INSTRUCTION - Rewrite the records starting at the line that contains "class = rear wing, include partially occluded." and ending at the end of the records, changing "partially occluded" to "partly hidden" and keeping everything else unchanged.

SOURCE RECORDS -

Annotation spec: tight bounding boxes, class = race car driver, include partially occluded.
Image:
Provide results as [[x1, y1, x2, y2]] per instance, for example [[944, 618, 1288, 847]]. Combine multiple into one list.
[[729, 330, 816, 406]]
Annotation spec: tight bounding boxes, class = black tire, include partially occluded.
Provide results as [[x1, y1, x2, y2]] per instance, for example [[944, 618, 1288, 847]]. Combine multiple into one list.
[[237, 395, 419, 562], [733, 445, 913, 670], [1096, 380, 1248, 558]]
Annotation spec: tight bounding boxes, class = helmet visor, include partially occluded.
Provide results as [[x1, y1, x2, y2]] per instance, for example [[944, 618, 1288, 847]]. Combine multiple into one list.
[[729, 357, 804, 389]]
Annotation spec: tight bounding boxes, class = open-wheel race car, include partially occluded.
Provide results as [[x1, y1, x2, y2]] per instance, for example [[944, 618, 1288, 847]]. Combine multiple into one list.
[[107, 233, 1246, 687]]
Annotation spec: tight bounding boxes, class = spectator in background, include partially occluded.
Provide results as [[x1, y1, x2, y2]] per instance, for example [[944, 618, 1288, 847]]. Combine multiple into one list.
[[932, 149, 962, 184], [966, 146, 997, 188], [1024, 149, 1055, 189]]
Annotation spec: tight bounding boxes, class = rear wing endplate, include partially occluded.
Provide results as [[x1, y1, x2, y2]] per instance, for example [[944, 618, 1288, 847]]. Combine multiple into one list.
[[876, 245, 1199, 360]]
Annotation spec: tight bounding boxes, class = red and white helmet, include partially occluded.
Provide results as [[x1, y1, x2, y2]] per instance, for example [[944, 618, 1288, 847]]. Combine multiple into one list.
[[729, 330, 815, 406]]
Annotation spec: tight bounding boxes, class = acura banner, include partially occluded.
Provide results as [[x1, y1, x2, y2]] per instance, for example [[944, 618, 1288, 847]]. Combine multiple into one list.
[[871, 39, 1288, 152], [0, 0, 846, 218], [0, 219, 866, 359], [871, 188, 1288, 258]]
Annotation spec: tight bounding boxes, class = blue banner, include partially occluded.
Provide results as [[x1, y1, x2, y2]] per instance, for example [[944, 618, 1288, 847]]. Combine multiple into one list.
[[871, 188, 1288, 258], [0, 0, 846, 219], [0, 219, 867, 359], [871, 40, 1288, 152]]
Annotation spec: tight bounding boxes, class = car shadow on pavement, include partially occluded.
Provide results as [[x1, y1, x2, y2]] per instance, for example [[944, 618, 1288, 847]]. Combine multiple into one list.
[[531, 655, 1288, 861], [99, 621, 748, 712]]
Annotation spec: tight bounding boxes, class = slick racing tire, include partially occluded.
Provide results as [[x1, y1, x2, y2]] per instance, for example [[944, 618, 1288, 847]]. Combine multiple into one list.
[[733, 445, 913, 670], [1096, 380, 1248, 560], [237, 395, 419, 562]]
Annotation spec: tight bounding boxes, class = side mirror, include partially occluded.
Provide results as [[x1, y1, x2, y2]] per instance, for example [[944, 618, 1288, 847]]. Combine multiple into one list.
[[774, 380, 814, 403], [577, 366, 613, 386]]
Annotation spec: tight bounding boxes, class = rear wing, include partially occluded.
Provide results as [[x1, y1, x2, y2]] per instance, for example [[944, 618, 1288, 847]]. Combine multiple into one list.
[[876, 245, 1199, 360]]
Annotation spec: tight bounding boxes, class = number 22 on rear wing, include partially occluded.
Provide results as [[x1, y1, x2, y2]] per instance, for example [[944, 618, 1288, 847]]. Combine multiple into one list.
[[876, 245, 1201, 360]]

SOLUTION TO THIS EXERCISE -
Annotation spec: tight bounding boxes, class = rear wing, include partly hidden.
Provide results as [[x1, y1, x2, y2]] per instance, for example [[944, 618, 1288, 847]]. Combine multiple into one list.
[[876, 245, 1199, 360]]
Annotation spec: tight bounding boxes, class = number 22 on rear wing, include partly hidden.
Provide results as [[x1, y1, x2, y2]] per instance, for example [[944, 618, 1288, 847]]. Combine multiple into one list.
[[876, 245, 1201, 360]]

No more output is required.